#### Record set ####

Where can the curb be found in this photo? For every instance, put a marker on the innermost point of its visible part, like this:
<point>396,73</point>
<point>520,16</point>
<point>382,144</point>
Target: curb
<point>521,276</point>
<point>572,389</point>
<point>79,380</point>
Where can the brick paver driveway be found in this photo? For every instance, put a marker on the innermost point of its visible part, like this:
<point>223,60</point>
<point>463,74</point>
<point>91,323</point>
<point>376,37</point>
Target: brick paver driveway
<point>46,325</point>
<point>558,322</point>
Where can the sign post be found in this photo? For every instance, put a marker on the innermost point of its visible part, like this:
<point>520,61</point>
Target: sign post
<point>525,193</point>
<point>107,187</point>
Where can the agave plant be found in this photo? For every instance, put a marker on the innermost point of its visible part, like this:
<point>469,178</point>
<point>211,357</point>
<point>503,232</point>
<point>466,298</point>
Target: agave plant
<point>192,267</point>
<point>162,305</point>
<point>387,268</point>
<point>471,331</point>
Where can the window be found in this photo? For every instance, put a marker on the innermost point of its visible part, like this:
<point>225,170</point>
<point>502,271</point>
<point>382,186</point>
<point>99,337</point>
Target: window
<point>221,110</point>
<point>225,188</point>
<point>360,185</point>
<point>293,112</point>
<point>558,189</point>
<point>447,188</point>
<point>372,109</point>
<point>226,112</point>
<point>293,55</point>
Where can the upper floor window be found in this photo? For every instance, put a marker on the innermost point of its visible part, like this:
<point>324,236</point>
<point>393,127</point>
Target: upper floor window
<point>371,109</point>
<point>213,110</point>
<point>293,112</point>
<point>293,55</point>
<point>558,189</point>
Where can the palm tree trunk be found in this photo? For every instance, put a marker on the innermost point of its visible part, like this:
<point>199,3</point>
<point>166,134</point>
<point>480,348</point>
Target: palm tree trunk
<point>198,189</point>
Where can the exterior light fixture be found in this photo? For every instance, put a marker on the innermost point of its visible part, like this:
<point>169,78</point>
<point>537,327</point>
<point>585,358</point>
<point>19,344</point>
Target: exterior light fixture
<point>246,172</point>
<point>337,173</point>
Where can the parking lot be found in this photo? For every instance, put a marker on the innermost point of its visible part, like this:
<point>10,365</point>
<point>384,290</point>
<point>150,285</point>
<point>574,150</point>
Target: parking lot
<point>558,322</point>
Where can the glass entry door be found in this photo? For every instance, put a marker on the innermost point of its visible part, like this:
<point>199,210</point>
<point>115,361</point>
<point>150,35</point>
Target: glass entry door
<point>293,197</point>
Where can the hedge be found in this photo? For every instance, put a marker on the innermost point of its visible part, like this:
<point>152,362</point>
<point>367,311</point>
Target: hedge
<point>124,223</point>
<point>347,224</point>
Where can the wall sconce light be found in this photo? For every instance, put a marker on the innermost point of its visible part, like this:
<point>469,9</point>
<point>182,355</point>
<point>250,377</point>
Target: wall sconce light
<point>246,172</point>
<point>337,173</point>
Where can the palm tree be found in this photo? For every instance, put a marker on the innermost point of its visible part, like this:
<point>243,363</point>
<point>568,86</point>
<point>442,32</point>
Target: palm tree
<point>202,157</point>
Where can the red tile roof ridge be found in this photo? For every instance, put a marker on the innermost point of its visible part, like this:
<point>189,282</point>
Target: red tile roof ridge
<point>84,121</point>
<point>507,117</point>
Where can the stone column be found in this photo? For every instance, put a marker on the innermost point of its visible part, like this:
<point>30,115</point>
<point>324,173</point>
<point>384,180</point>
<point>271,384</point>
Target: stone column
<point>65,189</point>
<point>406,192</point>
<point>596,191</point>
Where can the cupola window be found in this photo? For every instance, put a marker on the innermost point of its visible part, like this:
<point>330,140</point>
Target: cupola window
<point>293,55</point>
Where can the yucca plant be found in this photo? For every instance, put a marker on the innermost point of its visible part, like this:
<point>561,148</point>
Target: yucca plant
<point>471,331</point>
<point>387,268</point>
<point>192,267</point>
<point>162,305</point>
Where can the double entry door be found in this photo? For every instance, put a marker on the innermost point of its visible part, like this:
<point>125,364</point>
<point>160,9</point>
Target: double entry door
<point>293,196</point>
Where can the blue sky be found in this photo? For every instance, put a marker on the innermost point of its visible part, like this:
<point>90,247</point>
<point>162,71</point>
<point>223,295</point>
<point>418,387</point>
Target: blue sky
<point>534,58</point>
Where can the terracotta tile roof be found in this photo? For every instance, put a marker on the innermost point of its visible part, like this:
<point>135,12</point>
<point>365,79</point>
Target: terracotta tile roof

####

Written request: Repeat only the stretch of lines that begins at the line containing "Where can the stone" and ends at the last line above, both included.

Full output:
Where can the stone column be found in this photo? For every instance, put a marker on the innermost point of its visible part, like this:
<point>30,115</point>
<point>324,173</point>
<point>384,180</point>
<point>271,384</point>
Target: stone column
<point>65,189</point>
<point>406,192</point>
<point>596,191</point>
Where can the cupola window be found in this photo? For every instance, put a marker on the innermost point of its visible part, like this:
<point>330,140</point>
Target: cupola window
<point>293,55</point>
Where can the yucca plant be found in this photo? For every instance, put a marker on the innermost point of its visible part, like this:
<point>561,148</point>
Target: yucca plant
<point>471,331</point>
<point>387,268</point>
<point>192,267</point>
<point>162,305</point>
Where can the double entry door be found in this photo? For every instance, put a marker on the innermost point of its visible part, like this:
<point>125,364</point>
<point>160,9</point>
Target: double entry door
<point>293,196</point>
Where can the blue sky be found in this photo? For every instance, put a marker on the innermost point of its visible part, like this:
<point>90,247</point>
<point>162,71</point>
<point>223,295</point>
<point>418,387</point>
Target: blue sky
<point>534,58</point>
Where can the terracotta tile roof be found in this photo? For every instance, put a marker on the innermost point of its visible part, like this:
<point>135,12</point>
<point>365,79</point>
Target: terracotta tile roof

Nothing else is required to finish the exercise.